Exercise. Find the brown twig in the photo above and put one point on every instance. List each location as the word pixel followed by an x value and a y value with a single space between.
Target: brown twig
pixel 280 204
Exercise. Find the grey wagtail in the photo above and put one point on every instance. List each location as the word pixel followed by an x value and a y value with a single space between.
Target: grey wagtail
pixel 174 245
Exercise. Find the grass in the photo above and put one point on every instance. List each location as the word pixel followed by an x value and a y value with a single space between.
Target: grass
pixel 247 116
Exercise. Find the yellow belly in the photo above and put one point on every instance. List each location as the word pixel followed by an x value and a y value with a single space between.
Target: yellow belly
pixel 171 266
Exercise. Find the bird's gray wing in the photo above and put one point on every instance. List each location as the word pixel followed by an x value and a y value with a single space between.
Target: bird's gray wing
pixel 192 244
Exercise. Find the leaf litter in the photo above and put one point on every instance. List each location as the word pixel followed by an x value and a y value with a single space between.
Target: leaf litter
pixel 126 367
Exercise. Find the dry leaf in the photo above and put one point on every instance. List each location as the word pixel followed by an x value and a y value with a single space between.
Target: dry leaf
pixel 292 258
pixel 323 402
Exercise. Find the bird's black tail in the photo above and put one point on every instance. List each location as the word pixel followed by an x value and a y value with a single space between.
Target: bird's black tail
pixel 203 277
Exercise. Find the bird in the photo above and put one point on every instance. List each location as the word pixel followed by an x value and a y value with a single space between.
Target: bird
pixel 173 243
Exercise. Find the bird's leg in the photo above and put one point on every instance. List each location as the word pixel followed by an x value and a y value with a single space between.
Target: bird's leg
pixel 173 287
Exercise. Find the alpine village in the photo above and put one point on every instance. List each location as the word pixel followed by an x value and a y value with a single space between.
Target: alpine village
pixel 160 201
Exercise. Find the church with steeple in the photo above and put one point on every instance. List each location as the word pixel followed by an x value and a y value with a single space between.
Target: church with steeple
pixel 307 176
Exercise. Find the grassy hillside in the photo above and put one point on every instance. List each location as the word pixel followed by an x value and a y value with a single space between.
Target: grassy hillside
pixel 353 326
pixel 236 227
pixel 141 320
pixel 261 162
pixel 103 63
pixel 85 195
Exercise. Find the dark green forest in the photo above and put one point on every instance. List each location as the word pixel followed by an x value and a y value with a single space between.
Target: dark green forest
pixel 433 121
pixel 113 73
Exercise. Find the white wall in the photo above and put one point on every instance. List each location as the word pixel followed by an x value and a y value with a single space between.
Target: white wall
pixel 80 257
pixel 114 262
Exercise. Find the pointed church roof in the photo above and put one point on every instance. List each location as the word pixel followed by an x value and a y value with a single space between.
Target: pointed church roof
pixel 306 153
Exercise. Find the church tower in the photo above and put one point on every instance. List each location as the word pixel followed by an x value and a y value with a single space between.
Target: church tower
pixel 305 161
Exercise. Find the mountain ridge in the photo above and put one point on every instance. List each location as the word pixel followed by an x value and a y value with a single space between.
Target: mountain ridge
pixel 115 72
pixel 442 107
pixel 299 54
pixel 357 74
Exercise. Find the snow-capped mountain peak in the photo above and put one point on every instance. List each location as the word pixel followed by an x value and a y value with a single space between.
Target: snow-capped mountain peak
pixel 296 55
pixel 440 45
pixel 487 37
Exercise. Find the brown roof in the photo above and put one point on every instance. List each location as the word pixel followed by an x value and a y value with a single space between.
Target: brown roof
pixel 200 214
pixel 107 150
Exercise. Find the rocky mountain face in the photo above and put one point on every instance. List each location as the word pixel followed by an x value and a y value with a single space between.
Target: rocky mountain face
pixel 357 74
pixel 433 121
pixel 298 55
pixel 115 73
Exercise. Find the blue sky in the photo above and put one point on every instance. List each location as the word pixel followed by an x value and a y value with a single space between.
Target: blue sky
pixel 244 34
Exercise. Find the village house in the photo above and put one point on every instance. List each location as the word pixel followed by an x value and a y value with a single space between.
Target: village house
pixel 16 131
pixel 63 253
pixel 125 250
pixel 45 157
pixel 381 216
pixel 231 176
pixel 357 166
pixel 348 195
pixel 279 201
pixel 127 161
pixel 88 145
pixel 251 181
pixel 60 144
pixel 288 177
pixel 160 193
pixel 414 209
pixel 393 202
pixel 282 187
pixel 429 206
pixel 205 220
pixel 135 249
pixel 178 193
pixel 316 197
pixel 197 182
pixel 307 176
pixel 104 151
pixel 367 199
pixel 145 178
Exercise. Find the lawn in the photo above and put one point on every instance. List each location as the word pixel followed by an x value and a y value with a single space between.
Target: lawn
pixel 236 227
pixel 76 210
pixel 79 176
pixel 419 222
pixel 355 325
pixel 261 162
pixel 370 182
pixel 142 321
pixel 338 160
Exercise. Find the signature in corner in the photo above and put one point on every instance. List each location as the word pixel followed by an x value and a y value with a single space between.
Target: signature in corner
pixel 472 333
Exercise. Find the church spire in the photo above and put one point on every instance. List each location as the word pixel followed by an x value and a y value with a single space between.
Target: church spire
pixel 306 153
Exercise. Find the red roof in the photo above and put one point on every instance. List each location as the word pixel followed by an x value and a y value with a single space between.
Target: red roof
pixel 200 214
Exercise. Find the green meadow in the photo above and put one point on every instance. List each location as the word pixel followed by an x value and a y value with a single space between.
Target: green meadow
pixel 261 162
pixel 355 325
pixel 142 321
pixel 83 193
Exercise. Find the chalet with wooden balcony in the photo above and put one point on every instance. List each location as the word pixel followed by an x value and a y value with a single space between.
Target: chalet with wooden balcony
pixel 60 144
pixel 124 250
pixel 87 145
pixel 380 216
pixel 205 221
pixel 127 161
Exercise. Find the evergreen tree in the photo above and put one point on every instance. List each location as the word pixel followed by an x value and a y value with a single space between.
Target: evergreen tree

***

Copy out every record above exactly as written.

Exercise. Find the brown twig in the photo above and put one point on every instance. List each location as the word pixel followed by an x value and a y value with a single space between.
Target: brown twig
pixel 280 204
Exercise. Find the grey wagtail in the photo above and put one point on every instance. List each location as the word pixel followed by an x value and a y value with a single space between.
Target: grey wagtail
pixel 174 245
Exercise. Find the grass in the photo above and put one point on every instance. List each location as the word pixel followed by an x value and a y value with a single space between.
Target: grass
pixel 247 116
Exercise. Find the yellow belly in the photo above and put one point on every instance. List each location as the word pixel followed by an x value and a y value with a single space between.
Target: yellow belly
pixel 171 266
Exercise. Find the bird's gray wing in the photo above and put one point on every instance. List each location as the word pixel followed by an x value and a y value with a single space between.
Target: bird's gray wing
pixel 192 244
Exercise. Find the leaf litter in the photo above and put one point on every instance. List each location as the word pixel followed by an x value and a y value with a single space between.
Target: leaf litter
pixel 126 367
Exercise. Find the dry leaf in the photo above and put one point on every instance. List each location as the word pixel followed by an x value and a y value with a single space between.
Target: dry leaf
pixel 292 258
pixel 323 402
Exercise. Find the bird's black tail in the photo above and put one point on every instance. List each location as the word pixel followed by an x value and a y value with a single space between.
Target: bird's black tail
pixel 203 277
Exercise. Find the bird in the photo above and put one point on every instance. List each location as the word pixel followed by an x value and a y value with a single space between.
Target: bird
pixel 173 243
Exercise. Find the bird's leg in the photo above and put one point on every instance. List each location as the word pixel followed by an x value and a y value with a single space between.
Target: bird's leg
pixel 173 287
Exercise. Find the alpine village in the photo above and put one point on every instance. List each location as the word pixel followed by an x value and a y value with a single space between.
Target: alpine village
pixel 160 201
Exercise. Find the church with steeple in the photo above and put one point on every instance. List each location as the word pixel followed by an x value and a y value with a single space between.
Target: church with steeple
pixel 307 176
Exercise. Find the grassy hillside in the photo above and put one point on every instance. List each location as the word pixel followed by an x value and a y value with a single space between.
Target: grassy hillside
pixel 353 326
pixel 236 227
pixel 141 320
pixel 261 162
pixel 103 63
pixel 85 195
Exercise. Find the dark green forest in the photo above and put one point on every instance. List each location as the word pixel followed by an x value and a y value with a single space between.
Target: dark green forest
pixel 433 121
pixel 113 73
Exercise. Find the white wall in the photo above and put one point on every instance. List each location as the word pixel followed by an x value and a y value with a single space between.
Target: white wall
pixel 80 257
pixel 114 262
Exercise. Find the pointed church roof in the photo above and put one point on every instance. List each location as the word pixel followed by an x value and a y value with a single space between.
Target: pointed church roof
pixel 306 153
Exercise. Find the church tower in the photo above and put one point on every instance. List each location as the word pixel followed by an x value and a y value with a single space between.
Target: church tower
pixel 305 161
Exercise. Find the mountain ridge in the photo above and put one point on every instance. List each location as the word pixel followed by an x value and a y value with a single space between.
Target: mountain ridge
pixel 115 72
pixel 442 107
pixel 299 54
pixel 357 74
Exercise. Find the snow-capped mountain peak in the photo above and put one point on every instance. List each location as the word pixel followed by an x value and a y value with a single space between.
Target: snow-capped mountain peak
pixel 296 55
pixel 440 45
pixel 487 37
Exercise. Find the brown roof in the photo above and put one point on every instance. List each location as the word pixel followed by an x value and a y value with a single space between.
Target: brown roof
pixel 200 214
pixel 107 150
Exercise. Find the rocky mountain face in the photo above and put one point on every instance. List each location as the word pixel followed by an x value and a y value with a single space between.
Target: rocky mountain face
pixel 357 74
pixel 433 121
pixel 298 55
pixel 115 73
Exercise. Find the blue sky in the photo above and put one point on every instance. List each location as the word pixel followed by an x value and a y value with a single space between.
Target: blue sky
pixel 244 34
Exercise. Find the village house in the photo above and put one point on every instance. List each location as the word pixel followed by an x value and a y value with a single space between.
Target: village house
pixel 16 131
pixel 63 253
pixel 125 250
pixel 45 157
pixel 381 216
pixel 231 176
pixel 357 166
pixel 348 195
pixel 279 201
pixel 127 161
pixel 88 145
pixel 251 181
pixel 60 144
pixel 288 177
pixel 160 193
pixel 414 209
pixel 393 202
pixel 282 187
pixel 429 206
pixel 205 220
pixel 135 249
pixel 178 193
pixel 316 197
pixel 197 182
pixel 307 176
pixel 104 151
pixel 367 199
pixel 145 178
Exercise. Find the lawn in the photo above and put one point on every instance. List each location as the word pixel followed by an x value and a y value with a single space between.
Target: lawn
pixel 236 227
pixel 76 210
pixel 79 176
pixel 419 222
pixel 355 325
pixel 261 162
pixel 370 182
pixel 142 321
pixel 338 160
Exercise. Find the signature in corner in the photo above and put one point on every instance. List each location as the word pixel followed by an x value and a y value with a single space between.
Target: signature in corner
pixel 472 333
Exercise. Find the church spire in the photo above and put one point on every instance. List each location as the word pixel followed by an x value and a y value with a single space between.
Target: church spire
pixel 306 153
Exercise. Find the red roof in the photo above and put one point on every instance. List each location as the word pixel followed by an x value and a y value with a single space between.
Target: red roof
pixel 200 214
Exercise. Find the green meadow in the photo above and put one point on every instance. List each location as the word pixel followed by an x value and a y value with a single space between.
Target: green meadow
pixel 261 162
pixel 355 325
pixel 142 321
pixel 83 193
Exercise. Find the chalet with wooden balcony in the photo above and put one point on every instance. List each location as the word pixel followed by an x value and a y value with a single space between.
Target: chalet with wooden balcony
pixel 60 144
pixel 124 250
pixel 87 145
pixel 380 216
pixel 205 221
pixel 127 161
Exercise. Find the evergreen tree in the photo above and put one point on every instance. List each location as the word pixel followed by an x value and a y value with a single space between.
Target: evergreen tree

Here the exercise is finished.